From the listing below, extract each entry exactly as written, minus the images.

(Object point labels)
• • • • • • •

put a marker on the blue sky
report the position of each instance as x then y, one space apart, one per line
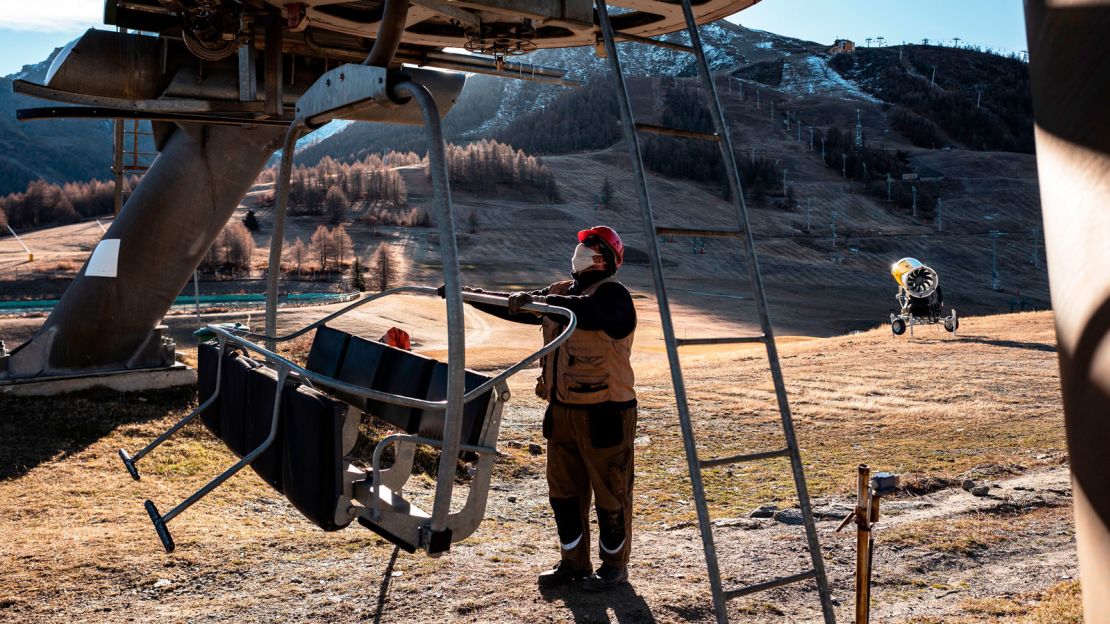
29 32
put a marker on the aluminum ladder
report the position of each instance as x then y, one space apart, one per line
720 595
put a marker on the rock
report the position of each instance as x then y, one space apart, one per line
789 516
764 511
744 523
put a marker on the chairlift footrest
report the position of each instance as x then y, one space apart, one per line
163 533
389 536
129 463
439 541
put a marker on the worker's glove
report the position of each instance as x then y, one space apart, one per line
518 300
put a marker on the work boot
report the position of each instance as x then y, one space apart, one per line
562 574
606 577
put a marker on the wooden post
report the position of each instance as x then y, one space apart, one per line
863 545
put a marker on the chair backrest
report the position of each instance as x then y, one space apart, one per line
305 461
376 365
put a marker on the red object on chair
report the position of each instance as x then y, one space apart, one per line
397 338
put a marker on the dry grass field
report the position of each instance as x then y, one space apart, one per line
984 405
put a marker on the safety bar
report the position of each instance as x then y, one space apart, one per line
324 381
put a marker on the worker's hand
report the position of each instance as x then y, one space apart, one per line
442 291
518 300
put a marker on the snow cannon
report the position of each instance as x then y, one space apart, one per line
920 300
915 278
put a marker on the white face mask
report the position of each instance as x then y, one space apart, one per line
583 259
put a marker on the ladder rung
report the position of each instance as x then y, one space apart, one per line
768 585
748 458
677 132
656 42
733 340
700 233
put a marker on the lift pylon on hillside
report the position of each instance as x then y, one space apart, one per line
743 232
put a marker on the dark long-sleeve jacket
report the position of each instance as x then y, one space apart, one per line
608 309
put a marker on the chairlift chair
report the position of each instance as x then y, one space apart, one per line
293 424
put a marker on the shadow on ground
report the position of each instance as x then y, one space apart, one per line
39 429
992 342
589 607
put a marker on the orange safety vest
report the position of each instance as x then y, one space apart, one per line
591 366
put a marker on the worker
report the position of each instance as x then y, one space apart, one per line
591 419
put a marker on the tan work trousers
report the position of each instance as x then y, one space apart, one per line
591 452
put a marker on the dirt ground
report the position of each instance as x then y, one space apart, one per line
937 410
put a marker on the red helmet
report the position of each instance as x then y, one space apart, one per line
608 235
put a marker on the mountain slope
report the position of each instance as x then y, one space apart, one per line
488 104
56 150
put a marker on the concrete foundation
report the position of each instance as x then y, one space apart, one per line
123 381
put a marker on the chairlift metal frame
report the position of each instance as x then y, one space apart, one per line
334 96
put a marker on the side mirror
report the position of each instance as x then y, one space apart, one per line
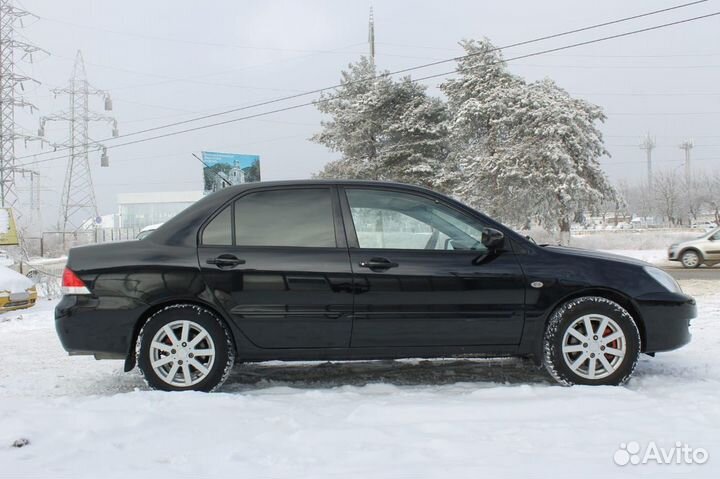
493 239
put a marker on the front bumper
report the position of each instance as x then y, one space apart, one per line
666 317
88 325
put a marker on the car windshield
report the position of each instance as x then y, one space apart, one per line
709 234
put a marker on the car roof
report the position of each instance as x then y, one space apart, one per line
317 182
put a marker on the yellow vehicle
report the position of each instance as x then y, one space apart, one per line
16 290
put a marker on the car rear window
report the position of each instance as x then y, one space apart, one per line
293 217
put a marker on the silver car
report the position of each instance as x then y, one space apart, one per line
702 250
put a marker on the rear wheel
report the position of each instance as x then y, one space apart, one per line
591 340
184 347
690 259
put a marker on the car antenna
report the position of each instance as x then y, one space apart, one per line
215 172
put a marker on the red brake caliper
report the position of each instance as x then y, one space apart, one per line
613 344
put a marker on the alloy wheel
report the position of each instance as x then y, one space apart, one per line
690 259
594 346
182 353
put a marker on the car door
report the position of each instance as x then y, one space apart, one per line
422 276
277 262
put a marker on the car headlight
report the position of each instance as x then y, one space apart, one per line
667 281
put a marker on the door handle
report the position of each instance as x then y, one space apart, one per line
225 261
378 264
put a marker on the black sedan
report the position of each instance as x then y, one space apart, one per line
313 270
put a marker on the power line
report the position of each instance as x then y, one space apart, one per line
418 67
320 101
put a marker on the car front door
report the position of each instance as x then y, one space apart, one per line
423 277
277 262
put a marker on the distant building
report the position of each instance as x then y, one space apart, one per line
235 176
137 210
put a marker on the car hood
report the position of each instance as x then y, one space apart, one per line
594 254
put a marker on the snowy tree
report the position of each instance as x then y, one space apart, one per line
525 151
384 129
668 194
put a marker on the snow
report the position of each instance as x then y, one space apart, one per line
445 418
13 281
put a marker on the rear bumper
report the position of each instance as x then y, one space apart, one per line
666 318
106 328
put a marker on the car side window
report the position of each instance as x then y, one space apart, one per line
292 217
397 220
219 231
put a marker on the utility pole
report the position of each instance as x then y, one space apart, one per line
78 204
648 144
687 145
10 98
35 216
371 36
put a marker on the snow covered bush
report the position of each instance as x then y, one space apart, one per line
521 152
525 151
385 129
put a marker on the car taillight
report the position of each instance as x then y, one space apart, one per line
72 284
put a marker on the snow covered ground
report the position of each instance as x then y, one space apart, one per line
449 419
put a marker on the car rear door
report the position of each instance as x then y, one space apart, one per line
277 262
422 277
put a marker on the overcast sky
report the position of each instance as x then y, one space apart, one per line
169 60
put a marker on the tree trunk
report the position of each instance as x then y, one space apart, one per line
564 231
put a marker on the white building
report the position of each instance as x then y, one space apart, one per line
137 210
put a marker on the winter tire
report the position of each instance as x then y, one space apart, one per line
591 340
184 347
690 259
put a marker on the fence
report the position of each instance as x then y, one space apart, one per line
57 243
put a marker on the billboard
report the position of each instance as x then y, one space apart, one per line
225 169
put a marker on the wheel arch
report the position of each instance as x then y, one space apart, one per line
131 360
611 294
691 248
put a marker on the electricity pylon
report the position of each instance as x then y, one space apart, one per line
10 97
648 144
78 207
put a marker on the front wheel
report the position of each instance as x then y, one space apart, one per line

• • • • • • •

EXERCISE RESULT =>
put a marker on the blue sky
report the position of each instance as x then y, one space apart, one per line
29 32
put a marker on the aluminum ladder
report the position of each instance as x then y, one space apart, one per line
720 595
put a marker on the rock
report the position of each instance as x then y, one space apart, one per line
789 516
764 511
744 523
put a marker on the chairlift footrest
report the position of each instance as x then y, one space apart, one per line
163 533
389 536
129 463
439 541
put a marker on the worker's glove
report the position of each instance as x then y, one space apart, one per line
518 300
put a marker on the work boot
report the position of each instance as x then y, one space apart, one per line
562 574
606 577
put a marker on the wooden post
report the position of each instance as x then y, one space apart, one per line
863 545
put a marker on the chair backrest
report the position of each instance as x then y, one space apart, one per line
305 461
376 365
put a marker on the red object on chair
report the position of each instance as x then y, one space apart, one per line
397 338
put a marker on the dry grass field
report the position of each instance as x then y, one space apart, one per line
984 405
put a marker on the safety bar
report the position of each instance as x then y, one space apart, one per line
324 381
put a marker on the worker's hand
report the position of each instance as x then y, one space apart, one per line
442 291
518 300
put a marker on the snow cannon
report the position of each instance as x then y, one space apart, one per line
920 300
915 278
put a marker on the white face mask
report the position of each instance as x then y, one space apart, one per line
583 259
put a marker on the ladder rung
report the position of each instance as x then y, one space apart, one per line
768 585
748 458
677 132
656 42
733 340
700 233
put a marker on the lift pylon on hillside
report the position of each instance as x then y, one space apart, one per line
743 232
put a marker on the dark long-sleeve jacket
report the position of each instance as x then y, one space apart, one per line
608 309
put a marker on the chairlift chair
report the position of each instance as x then y, one space apart, one per line
293 424
put a marker on the shadow on ground
report the position of each instance as x then y, one space apart, one per line
39 429
992 342
589 607
put a marker on the orange safety vest
report the position of each instance as x then y, one space apart, one per line
591 366
put a marker on the worker
report the position of each instance as x then y, one space apart, one per line
591 419
put a marker on the tan work trousers
report the position of each instance as x then y, one space apart, one per line
591 452
put a marker on the dirt ground
report the position of each instance as x then y, one space apart, one per line
937 410
put a marker on the red helmet
report the position of each instance as x then y, one space apart, one per line
608 235
put a marker on the mountain slope
report the position of each instance as x then y, one space apart, one per line
488 104
56 150
put a marker on the concrete foundation
report the position of each instance as x then y, one space apart, one per line
123 381
put a marker on the chairlift metal frame
report the position of each instance as x then y, one space apart, one per line
334 96
put a marker on the side mirror
report the position of each instance as x then y, one space apart, one per line
493 239
put a marker on the front bumper
report the position of each instance as x then y, one space apart, one per line
666 317
88 325
put a marker on the car windshield
report the position of each instance as x then y, one space apart, one per line
709 234
put a marker on the car roof
report the position of each instance as x then y, one space apart, one per line
317 182
put a marker on the yellow vehicle
report the position of each instance as x then y, one space apart, one per line
16 290
put a marker on the car rear window
report the position of each instance as x then y, one space apart, one per line
293 217
put a marker on the silver car
report the position of each instance as x then y, one space apart, one per line
702 250
put a marker on the rear wheel
report the position of each instance as x then y, one space apart, one per line
591 340
184 347
690 259
put a marker on the car antenna
report the position of each instance as x then y, one space apart, one per line
215 172
put a marker on the red brake caliper
report the position of each instance as x then y, one space apart, one per line
613 344
put a marker on the alloy wheel
report the position of each instance as x then y, one space apart, one per line
690 259
594 346
182 353
put a marker on the car door
report the position of each instance as x then y, one space apart, one per line
422 276
277 262
put a marker on the car headlight
report the position of each instance as x then y, one space apart, one per line
667 281
put a marker on the door handle
report the position of each instance as x then y, one space apart, one per line
225 261
378 264
put a marker on the black sedan
report the position of each instance as x then y, one space apart, one per line
313 270
put a marker on the power line
report the position of each instance as x then y, one space apart, one per line
418 67
320 101
put a marker on the car front door
report the position of each instance as x then y, one space apart, one per line
423 277
277 262
put a marker on the distant building
report the position of each instance as x then y, one space apart, one per line
235 176
137 210
put a marker on the car hood
report the position of each instance as x then y, one space apart, one per line
594 254
put a marker on the snowy tree
report the position of each instance as x then y, one space apart, one per line
525 151
384 129
668 194
put a marker on the snow
report the position of each instance as x then y, one space apart, one per line
445 418
13 281
put a marker on the rear bumper
report the position of each instance as x then y, one space apart, one per line
666 318
106 328
put a marker on the car side window
report the position of each instance as x then y, one space apart, one per line
292 217
397 220
219 231
put a marker on the utility pole
report the position of each instance as x then y, one space apart, one per line
78 204
648 144
687 145
10 98
35 216
371 36
put a marker on the snow covered bush
report the position of each instance as x then y, one space apart, one per line
521 152
525 151
385 129
put a marker on the car taillight
report the position of each instance as x then y, one space apart, one per line
72 284
put a marker on the snow covered ground
report the position of each instance as x then y, one space apart, one per line
449 419
put a marker on the car rear door
report the position of each instance as x then y, one space apart, one per line
277 262
422 277
put a marker on the overcast sky
report the position of each instance as x then y, one space apart, one per line
169 60
put a marker on the tree trunk
report the position of each instance as x then y, one space apart, one per line
564 231
put a marker on the white building
report the position of each instance as x then y, one space apart, one per line
137 210
put a marker on the winter tire
report the position of each instance as x then y, one space apart, one per line
591 340
184 347
690 259
put a marker on the fence
report the position of each instance as x then y, one space apart, one per line
57 243
put a marker on the billboard
report the position of each instance as x then y, one space apart, one per line
225 169
put a marker on the wheel arch
report the position of each instance as x then y, one space apart, one per line
131 360
611 294
691 248
put a marker on the electricity pylon
report the position of each instance as x then y, one space apart, one per line
10 97
648 144
78 207
put a marker on the front wheel
report the position of each instance as x then y, one space apart, one per line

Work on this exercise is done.